* **Verilen Metin**:
....................

• Sonuç bulunamadı

1.9. Çevirinin yabancı dil öğretiminde kullanılmasıyla ilgil

1.9.5. Konuyla ilgili yerli çalışmalar

Kocaman (1983) “Üniversitelerde Yabancı Dil Öğretimi Üzerine Saptamalar” adlı makalesinde Türkiye’de gerek ilk ve orta öğretimde gerekse yüksek öğretimde yürütülen yabancı dil derslerinde istenilen verimin alınamadığını vurgulamaktadır. Yazar bunun da hem insan emeği hem de vakit ve nakit israfı anlamına geldiğine değinmiştir. Yazara göre bazı üniversitelerin birinci sınıflarında

verilen hazırlık eğitimi yabancı dil öğretimindeki mevcut sorunu çözmekten uzaktır. Buna göre sorunun çözümü öğretimin niteliğinin değiştirilmesinden geçmektedir. Bunun için de işe öğretim amacının açıkça belirlenmesiyle başlanmalıdır. Türkiye’deki üniversitelerin çoğunda yabancı dil öğretiminin amacı öğrencilere alanlarıyla ilgili bilimsel yayınları takip edebilmelerini ve yabancı dilde bilimsel çalışmalar hazırlayabilmelerini sağlayacak düzeyde yabancı dil öğretmektir (Akademik amaç). Öte yandan gelecekte iş hayatına atıldıklarında mesleklerinin gerektirdiği düzeylerde yabancı dilbilgisine sahip olmaları da amaçlanır (Mesleki amaç).

Yabancı dil öğretiminde hem akademik hem de mesleki amaçların gerçekleştirilmesinde özel amaçlı İngilizce öğretimi (ESP: English for Specific Purposes) yaklaşımının faydalı olduğunu düşünmektedir. Örneğin “Bilgisayar İngilizcesi”, “Kimya İngilizcesi” gibi farklı amaçlı İngilizce öğretimi yaklaşımları öğrencinin mesleki ve akademik dil öğrenme amaçlarına hizmet etmekte ve öğrencilerin dersi faydalı ve gerçek hayatla alakalı görmelerini sağlaması açısından iyi bir motivasyon kaynağıdır. Bunun için de öğretmenlerin ders verdikleri bölümlerle (Bilgisayar, Kimya, Fizik, Müzik vb.) ilgili terimleri bilmeleri ve genel alan bilgisine sahip olmaları gerekmektedir.

....................

* **Alıntılanan Veriler**:
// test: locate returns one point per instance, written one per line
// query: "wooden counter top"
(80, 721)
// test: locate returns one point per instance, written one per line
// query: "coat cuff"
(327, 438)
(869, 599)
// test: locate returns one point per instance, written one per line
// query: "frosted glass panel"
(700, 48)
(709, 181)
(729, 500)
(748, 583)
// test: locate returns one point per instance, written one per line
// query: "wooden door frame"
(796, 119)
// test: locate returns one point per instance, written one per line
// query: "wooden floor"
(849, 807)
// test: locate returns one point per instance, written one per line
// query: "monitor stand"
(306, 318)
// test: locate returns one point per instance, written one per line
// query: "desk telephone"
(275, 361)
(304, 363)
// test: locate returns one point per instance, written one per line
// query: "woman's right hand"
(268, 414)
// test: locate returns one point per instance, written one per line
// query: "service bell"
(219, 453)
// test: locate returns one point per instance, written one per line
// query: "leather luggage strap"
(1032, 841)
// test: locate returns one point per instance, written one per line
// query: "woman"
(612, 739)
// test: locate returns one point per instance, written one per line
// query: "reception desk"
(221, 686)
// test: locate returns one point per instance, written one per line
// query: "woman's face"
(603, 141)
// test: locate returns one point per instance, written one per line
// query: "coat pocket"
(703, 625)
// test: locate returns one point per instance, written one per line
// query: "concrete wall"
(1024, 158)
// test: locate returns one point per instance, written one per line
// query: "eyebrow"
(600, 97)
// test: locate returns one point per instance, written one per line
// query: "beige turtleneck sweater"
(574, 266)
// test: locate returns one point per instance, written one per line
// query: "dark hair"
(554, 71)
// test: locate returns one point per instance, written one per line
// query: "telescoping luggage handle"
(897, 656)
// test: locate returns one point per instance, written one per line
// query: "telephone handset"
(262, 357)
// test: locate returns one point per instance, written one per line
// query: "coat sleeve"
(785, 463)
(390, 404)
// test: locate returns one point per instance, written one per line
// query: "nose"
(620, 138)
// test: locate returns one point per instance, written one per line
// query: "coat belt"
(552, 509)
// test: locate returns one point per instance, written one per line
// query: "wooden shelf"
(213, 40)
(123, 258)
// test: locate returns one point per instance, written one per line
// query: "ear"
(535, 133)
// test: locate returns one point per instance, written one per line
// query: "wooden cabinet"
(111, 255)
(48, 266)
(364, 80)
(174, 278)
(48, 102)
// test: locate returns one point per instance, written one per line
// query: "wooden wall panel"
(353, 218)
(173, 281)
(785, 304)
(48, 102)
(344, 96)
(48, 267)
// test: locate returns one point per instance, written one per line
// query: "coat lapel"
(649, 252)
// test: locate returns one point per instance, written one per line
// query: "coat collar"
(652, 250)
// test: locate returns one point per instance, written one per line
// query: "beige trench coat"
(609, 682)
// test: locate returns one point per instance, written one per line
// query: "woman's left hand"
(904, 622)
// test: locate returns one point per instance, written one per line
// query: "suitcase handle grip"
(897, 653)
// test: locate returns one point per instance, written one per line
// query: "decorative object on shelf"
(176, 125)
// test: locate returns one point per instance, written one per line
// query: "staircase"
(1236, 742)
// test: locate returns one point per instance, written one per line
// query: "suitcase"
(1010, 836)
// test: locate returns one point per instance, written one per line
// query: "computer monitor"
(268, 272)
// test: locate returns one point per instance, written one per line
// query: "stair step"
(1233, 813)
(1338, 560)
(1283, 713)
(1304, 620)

....................

* **Yapılacaklar**:
**1)** Verilen metnin "Yabancı dil öğretiminde hem" ifadesinden başlayıp "sahip olmaları gerekmektedir." ifadesi de dahil olmak üzere uzanan kısmını, "motivasyon" yerine "güdülenme" koyarak yeniden yazar mısın?
**2)** Verilen metne göre Kocaman'ın 1983 tarihli makalesinin adı nedir?

* **Görevlere Göre Çözümler**:
**1)**
Yabancı dil öğretiminde hem akademik hem de mesleki amaçların gerçekleştirilmesinde özel amaçlı İngilizce öğretimi (ESP: English for Specific Purposes) yaklaşımının faydalı olduğunu düşünmektedir. Örneğin “Bilgisayar İngilizcesi”, “Kimya İngilizcesi” gibi farklı amaçlı İngilizce öğretimi yaklaşımları öğrencinin mesleki ve akademik dil öğrenme amaçlarına hizmet etmekte ve öğrencilerin dersi faydalı ve gerçek hayatla alakalı görmelerini sağlaması açısından iyi bir güdülenme kaynağıdır. Bunun için de öğretmenlerin ders verdikleri bölümlerle (Bilgisayar, Kimya, Fizik, Müzik vb.) ilgili terimleri bilmeleri ve genel alan bilgisine sahip olmaları gerekmektedir.

**2)** “Üniversitelerde Yabancı Dil Öğretimi Üzerine Saptamalar”